* Tarea a realizar *
Según el fragmento sobre los hermanos Benetton en la Patagonia, ¿cuántas hectáreas adquirieron en 1991 y a quiénes se las compraron?

* Fragmento propuesto *
Publicita desde sus empresas el
combate a la intolerancia, pero el magnate es amo y señor de un pueblo
de Chubut.
La investigación que revela el plan para desalojar familias
Mapuche mientras se apropia de ríos, rutas y tierras.
La Patagonia tiene
esas cosas: pequeñas historias fantásticas de bosques habitados por
duendes, relatos más lúdicos como el de la llegada de los hippies a El
Bolsón, supuestas gestas "heroicas" como la de los galeses en las costas
de Gaiman y situaciones insólitas como la de este pueblo que no puede
crecer sin pedir permiso a los hermanos Benetton, reyes de la tierra en
la hoy Argentina, con un millón de hectáreas adquiridas en 1991 a tres
familias de la burguesía ganadera nacional.
Entre 2005 y 2011 hice por lo menos
siete viajes a esa localidad que parece haber sido abandonada en el
medio dela estepa. La primera vez que visité El Maitén fui guiado por el
presidente de la Compañía de Tierras del Sud Argentino Limitado, Diego
Perazzo, es decir, el hombre que administraba y conducía los negocios
agropecuarios de Benetton en el país. Entonces pude descubrir cómo
operaban los italianos sobre la inmensidad de la planicie austral.
Perazzo no quería referirse al conflicto que la Compañía de Tierras
mantenía con la comunidad mapuche Curiñanco Nahuelquir por el control de
un predio de 535 hectáreas, el predio Santa Rosa. Pero sí quería hablar
sobre sus niveles de producción, sofisticados y de primer mundo.

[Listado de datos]
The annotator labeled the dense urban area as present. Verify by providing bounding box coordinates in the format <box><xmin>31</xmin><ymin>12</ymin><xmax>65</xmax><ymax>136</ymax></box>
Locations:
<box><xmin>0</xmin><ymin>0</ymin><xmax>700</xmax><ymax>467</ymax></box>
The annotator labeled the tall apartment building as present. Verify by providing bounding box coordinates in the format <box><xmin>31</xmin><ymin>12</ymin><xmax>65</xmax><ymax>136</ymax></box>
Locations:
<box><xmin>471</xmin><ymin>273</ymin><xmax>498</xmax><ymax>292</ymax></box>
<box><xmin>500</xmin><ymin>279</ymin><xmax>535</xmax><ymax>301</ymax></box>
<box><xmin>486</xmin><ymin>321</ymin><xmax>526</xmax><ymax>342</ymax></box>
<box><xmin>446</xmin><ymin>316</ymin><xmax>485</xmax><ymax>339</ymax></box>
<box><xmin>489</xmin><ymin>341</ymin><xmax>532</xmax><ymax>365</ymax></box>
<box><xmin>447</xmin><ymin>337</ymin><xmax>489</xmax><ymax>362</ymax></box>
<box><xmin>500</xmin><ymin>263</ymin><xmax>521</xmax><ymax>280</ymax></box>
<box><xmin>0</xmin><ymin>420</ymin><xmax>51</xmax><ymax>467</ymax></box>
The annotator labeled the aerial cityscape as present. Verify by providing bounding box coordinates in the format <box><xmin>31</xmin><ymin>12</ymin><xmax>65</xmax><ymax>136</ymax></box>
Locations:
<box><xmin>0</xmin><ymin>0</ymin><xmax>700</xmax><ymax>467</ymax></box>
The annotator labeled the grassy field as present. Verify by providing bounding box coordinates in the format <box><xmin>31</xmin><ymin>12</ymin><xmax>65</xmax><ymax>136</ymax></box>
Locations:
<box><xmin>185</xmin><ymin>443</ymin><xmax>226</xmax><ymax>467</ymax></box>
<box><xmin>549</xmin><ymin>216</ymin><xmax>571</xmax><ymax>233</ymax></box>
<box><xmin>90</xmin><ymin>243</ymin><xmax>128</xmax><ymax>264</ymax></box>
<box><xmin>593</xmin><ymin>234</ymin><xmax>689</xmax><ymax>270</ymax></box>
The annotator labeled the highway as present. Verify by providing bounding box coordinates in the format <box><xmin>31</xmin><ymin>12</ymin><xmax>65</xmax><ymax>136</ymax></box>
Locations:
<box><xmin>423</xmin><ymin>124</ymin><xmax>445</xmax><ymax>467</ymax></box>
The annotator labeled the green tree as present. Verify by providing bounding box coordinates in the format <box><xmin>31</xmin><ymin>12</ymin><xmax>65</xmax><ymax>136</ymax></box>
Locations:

---

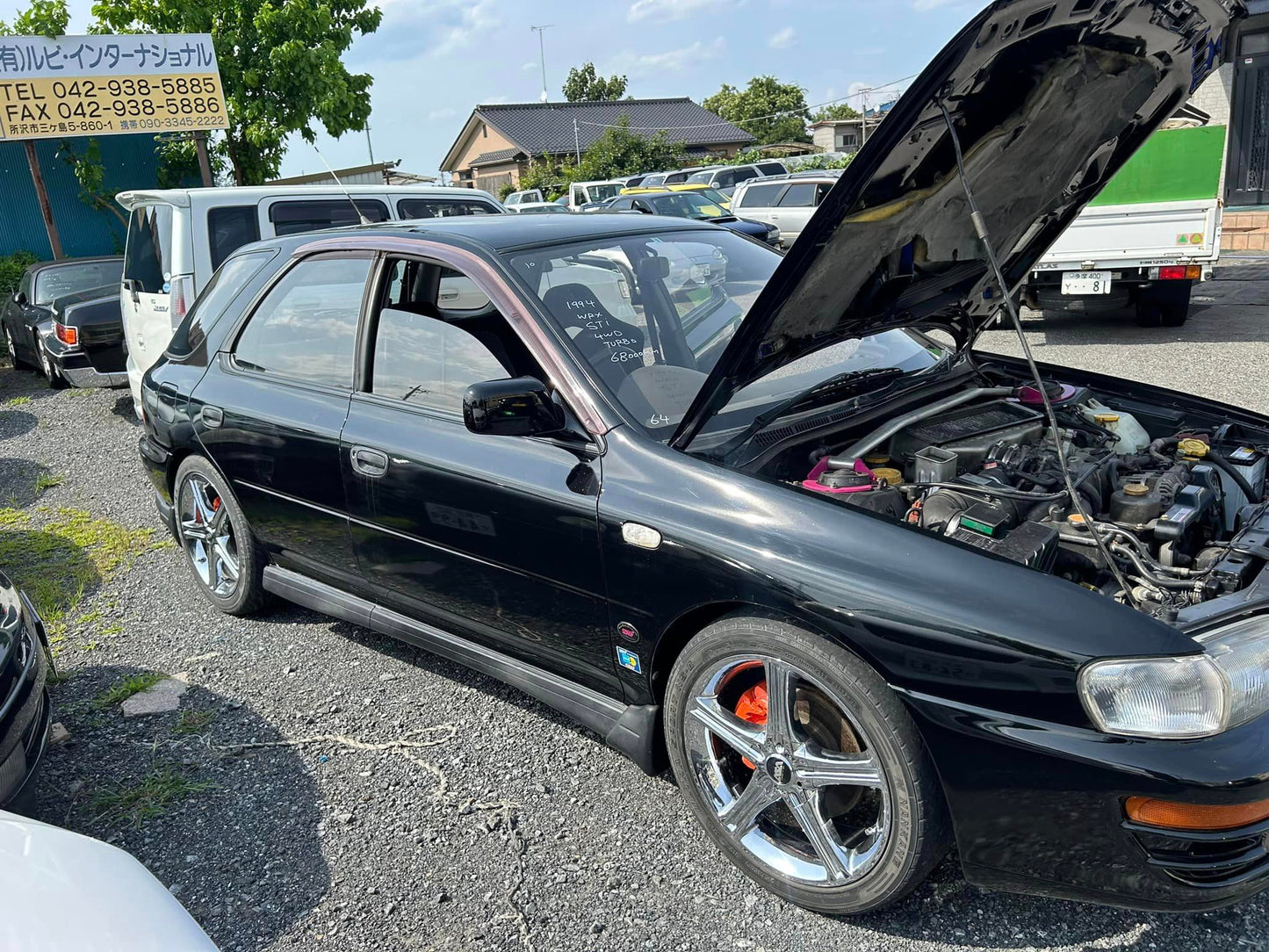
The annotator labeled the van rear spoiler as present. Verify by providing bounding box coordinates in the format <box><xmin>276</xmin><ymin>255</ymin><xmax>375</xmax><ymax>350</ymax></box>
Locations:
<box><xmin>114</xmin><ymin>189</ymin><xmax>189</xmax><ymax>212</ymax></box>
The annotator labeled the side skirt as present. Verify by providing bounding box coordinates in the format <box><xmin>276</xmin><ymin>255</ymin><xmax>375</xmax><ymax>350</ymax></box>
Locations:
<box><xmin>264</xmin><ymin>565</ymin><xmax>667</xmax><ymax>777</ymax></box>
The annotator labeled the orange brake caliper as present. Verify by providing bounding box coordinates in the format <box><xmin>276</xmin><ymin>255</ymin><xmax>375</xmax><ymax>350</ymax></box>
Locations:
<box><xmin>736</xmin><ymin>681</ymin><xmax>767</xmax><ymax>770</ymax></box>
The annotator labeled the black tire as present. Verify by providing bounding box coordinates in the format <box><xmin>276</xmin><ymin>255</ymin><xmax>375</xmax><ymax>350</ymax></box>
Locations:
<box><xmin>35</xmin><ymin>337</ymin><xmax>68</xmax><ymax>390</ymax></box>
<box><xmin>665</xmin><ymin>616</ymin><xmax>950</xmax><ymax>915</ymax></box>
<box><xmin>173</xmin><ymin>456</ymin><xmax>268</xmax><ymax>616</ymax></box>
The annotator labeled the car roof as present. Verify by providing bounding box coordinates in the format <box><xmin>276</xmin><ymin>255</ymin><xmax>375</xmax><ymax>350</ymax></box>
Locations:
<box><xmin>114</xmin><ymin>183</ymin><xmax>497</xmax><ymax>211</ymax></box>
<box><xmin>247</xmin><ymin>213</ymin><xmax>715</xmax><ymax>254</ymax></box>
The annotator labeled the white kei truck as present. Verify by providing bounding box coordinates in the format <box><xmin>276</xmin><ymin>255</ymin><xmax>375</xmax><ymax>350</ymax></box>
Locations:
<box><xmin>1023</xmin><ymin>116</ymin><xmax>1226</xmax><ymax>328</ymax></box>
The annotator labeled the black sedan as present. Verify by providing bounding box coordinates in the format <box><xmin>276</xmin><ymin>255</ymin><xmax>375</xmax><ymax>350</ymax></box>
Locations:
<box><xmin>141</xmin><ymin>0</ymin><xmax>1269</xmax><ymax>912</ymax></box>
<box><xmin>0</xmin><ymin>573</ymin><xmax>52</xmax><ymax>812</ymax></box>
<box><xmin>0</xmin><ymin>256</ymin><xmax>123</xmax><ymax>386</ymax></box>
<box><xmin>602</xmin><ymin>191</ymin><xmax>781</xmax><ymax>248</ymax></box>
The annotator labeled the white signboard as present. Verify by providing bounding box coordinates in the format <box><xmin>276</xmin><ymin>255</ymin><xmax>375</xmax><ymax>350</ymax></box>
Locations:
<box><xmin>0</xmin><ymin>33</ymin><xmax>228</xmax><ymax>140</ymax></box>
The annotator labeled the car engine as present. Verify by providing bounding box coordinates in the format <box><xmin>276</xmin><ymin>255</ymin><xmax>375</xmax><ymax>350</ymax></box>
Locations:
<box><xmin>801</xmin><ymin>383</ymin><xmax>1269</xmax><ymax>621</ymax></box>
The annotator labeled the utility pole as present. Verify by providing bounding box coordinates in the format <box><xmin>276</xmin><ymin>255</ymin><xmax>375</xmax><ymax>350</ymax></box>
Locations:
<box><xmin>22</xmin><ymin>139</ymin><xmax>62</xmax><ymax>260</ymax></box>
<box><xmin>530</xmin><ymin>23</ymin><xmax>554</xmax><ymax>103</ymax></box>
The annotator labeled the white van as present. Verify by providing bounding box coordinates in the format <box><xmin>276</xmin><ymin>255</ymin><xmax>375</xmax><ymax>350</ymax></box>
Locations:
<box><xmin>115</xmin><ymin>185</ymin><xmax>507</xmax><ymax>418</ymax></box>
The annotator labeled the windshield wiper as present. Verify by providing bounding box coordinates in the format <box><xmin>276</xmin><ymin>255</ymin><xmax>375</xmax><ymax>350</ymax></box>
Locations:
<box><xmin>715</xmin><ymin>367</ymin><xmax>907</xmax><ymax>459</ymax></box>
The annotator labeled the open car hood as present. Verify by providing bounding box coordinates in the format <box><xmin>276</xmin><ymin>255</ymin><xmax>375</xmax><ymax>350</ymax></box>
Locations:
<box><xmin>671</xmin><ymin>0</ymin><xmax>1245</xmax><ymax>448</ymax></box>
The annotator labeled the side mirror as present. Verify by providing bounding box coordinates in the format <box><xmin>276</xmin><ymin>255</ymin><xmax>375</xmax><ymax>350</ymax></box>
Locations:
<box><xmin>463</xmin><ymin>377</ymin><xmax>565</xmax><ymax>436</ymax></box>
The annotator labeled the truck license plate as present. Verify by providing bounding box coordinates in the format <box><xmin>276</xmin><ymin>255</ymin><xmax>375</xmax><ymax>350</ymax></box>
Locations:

* Respuesta *
Adquirieron un millón de hectáreas a tres familias de la burguesía ganadera nacional.